● **Problem description**:
In the text about the nurse practitioner, what did the nurse practitioner say about how much the writer was eating at work?

● **Text**:
____

The Nurse Practitioner

I had just gotten my first job working as an RN in a hospital back in 2011.  It was a very stressful job but it taught me so much.  When I became the charge nurse, it got even more stressful.  I lived an hour away from the job.  I had to wake up at 4 am and leave my house by 5:15 am to make it to work on time.  I would never have time to take a lunch break.  I would eat 2 small sausage biscuits before I left the house.  The biscuits were the frozen ones from the grocery store.  During my 12 hour shift, and sometimes 16 hour shifts, I would have 2 packs of graham crackers and some apple juice.  When I was driving home, I would feel like I was going to pass out.  I was so sleepy and tired.  Sometimes I would have to stop on the side of the road and take some deep breaths to keep myself awake.  I would also have to drink a Coke to help myself stay awake.  I was getting worried that I would harm myself or someone else on the road.  Some days I would get home from work and think to myself, if it wasn’t for the grace of God I wouldn’t be here.  I would be in the car driving, slapping myself, singing at the top of my lungs, and dancing to stay awake.  I always had the air conditioner on.  It was snowing one time and I had the AC on.  So I went to the doctor because I wanted to see if there was anything wrong with me.  I got an appointment with the nurse practitioner instead.  She did a complete physical and took some blood.  She surprised me by asking me if I took my lunch break.  I told her no.  Most days I just worked through my lunch break.  Some times I wouldn’t eat for 9 hours.  Some days I didn’t even take a bathroom break until my shift was over.  I told her what I ate.  She told me that I wasn’t eating enough to keep a baby alive.  She was the only one in the medical field that stressed the importance of eating healthy and taking care of yourself.  If any one else had asked me what I was eating, I would have told them.  I didn’t tell her what I ate on my days off because she only asked what I was eating at work.  If she had of asked I would have told her that I was eating doughnuts almost every day when I was off.  I knew that wasn’t helping me feel any better.  That was contributing to my tiredness at work and while at home.  It would still take me a couple more years to get help for my eating disorder.

____

● **Information**:

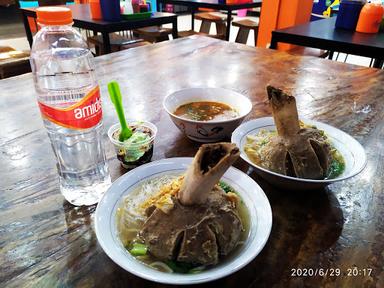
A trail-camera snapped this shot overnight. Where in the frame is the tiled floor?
[0,15,371,66]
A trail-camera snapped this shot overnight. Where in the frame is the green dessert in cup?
[108,81,157,169]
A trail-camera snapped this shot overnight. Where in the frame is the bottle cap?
[36,6,73,25]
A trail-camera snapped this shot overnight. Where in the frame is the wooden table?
[20,4,177,53]
[156,0,262,41]
[271,17,384,68]
[0,36,384,288]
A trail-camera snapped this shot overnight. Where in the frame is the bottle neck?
[38,22,73,30]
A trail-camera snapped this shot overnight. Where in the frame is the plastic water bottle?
[31,7,111,206]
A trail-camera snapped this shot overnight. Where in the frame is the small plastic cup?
[108,120,157,169]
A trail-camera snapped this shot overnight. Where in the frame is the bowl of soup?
[163,88,252,143]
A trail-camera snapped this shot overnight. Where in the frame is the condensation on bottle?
[30,7,111,206]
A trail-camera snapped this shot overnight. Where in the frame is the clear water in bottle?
[31,8,111,206]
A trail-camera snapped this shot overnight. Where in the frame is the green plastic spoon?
[108,81,132,142]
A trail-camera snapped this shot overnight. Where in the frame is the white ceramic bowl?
[163,88,252,143]
[95,158,272,284]
[232,117,367,190]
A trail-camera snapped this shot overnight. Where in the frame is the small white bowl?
[95,158,272,285]
[163,88,252,143]
[231,117,367,190]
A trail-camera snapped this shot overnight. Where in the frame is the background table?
[156,0,261,41]
[20,4,177,53]
[0,37,384,288]
[271,17,384,68]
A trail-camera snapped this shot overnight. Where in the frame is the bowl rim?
[94,157,273,285]
[163,87,253,124]
[231,117,368,184]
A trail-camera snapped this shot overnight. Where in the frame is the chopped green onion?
[219,181,235,193]
[188,266,205,274]
[129,243,148,256]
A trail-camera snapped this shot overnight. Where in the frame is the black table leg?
[191,7,195,31]
[172,17,179,39]
[373,59,384,69]
[269,31,279,49]
[225,10,232,41]
[21,11,33,48]
[102,32,112,54]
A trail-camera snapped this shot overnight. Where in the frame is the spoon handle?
[108,81,128,131]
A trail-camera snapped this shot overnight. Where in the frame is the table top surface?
[276,17,384,49]
[0,36,384,288]
[21,4,177,26]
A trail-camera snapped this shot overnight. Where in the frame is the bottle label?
[39,86,102,130]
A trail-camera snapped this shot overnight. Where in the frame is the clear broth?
[174,101,239,121]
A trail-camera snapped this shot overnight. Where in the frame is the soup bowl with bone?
[163,88,252,143]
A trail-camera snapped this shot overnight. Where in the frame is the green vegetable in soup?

____

● **Output of the exercise**:
She said the writer wasn't eating enough to keep a baby alive.